Consigne écrite:
Peux-tu reprendre, dans le texte sur la dignité de l'homme, tout ce qui va de « Par tout ceci, chaque » jusqu'à « empire (Hb 2,8). », en changeant « Prophète » en « Psalmiste » ?

Texte du document:
Par tout ceci, chaque chrétien peut apprendre à quel degré souverain de dignité le genre humain a été élevé et quelle est la hauteur du sommet sur lequel tout adorateur du Christ se trouve établi. Plus haut que les sommets angéliques, brille aujourd'hui la dignité de l'homme, et Dieu, s'il m'est permis de parler ainsi, s'étant abaissé un peu au-dessous de l'ange, l'homme s'est trouvé exalté au-dessus des hiérarchies célestes. "Vous l'avez abaissé, dit le Prophète, un peu au-dessous des anges, mais vous l'avez couronné de gloire et d'honneur et vous l'avez établi sur les oeuvres de vos mains. Vous avez tout mis à ses pieds. (Ps 8,7 Ps 8)". Saint Paul expose ces paroles dans son Épître aux Hébreux et, les appliquant au Christ; il nous dit: "Dès lors que Dieu lui a tout soumis, il n'a rien laissé qui échappe à son empire (Hb 2,8).

Éléments enregistrés du jeu de données:
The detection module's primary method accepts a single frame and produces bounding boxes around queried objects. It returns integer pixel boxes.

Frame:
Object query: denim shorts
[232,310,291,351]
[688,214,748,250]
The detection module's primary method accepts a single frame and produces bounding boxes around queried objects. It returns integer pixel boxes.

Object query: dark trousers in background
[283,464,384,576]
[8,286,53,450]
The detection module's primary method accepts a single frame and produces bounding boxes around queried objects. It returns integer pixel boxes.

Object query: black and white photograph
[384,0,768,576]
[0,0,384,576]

==

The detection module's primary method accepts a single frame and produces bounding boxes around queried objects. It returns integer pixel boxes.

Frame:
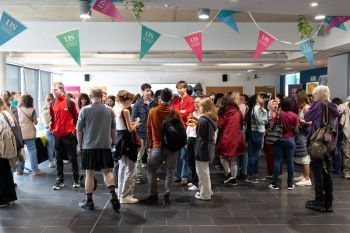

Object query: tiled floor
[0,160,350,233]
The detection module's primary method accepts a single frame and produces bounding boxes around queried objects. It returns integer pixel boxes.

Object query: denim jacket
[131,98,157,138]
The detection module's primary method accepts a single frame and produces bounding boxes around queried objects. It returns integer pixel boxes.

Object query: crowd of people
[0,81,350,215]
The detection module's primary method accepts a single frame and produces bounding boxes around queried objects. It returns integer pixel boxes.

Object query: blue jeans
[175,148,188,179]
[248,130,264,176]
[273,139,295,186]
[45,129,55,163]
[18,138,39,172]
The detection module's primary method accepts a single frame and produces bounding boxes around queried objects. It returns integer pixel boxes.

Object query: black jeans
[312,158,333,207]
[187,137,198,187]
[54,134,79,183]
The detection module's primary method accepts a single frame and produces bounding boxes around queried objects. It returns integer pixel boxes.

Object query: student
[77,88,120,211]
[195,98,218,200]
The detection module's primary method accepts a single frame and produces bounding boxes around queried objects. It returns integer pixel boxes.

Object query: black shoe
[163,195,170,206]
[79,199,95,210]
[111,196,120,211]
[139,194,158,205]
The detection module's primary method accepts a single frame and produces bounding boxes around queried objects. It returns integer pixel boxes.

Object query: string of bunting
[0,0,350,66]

Corrigé:
Par tout ceci, chaque chrétien peut apprendre à quel degré souverain de dignité le genre humain a été élevé et quelle est la hauteur du sommet sur lequel tout adorateur du Christ se trouve établi. Plus haut que les sommets angéliques, brille aujourd'hui la dignité de l'homme, et Dieu, s'il m'est permis de parler ainsi, s'étant abaissé un peu au-dessous de l'ange, l'homme s'est trouvé exalté au-dessus des hiérarchies célestes. "Vous l'avez abaissé, dit le Psalmiste, un peu au-dessous des anges, mais vous l'avez couronné de gloire et d'honneur et vous l'avez établi sur les oeuvres de vos mains. Vous avez tout mis à ses pieds. (Ps 8,7 Ps 8)". Saint Paul expose ces paroles dans son Épître aux Hébreux et, les appliquant au Christ; il nous dit: "Dès lors que Dieu lui a tout soumis, il n'a rien laissé qui échappe à son empire (Hb 2,8).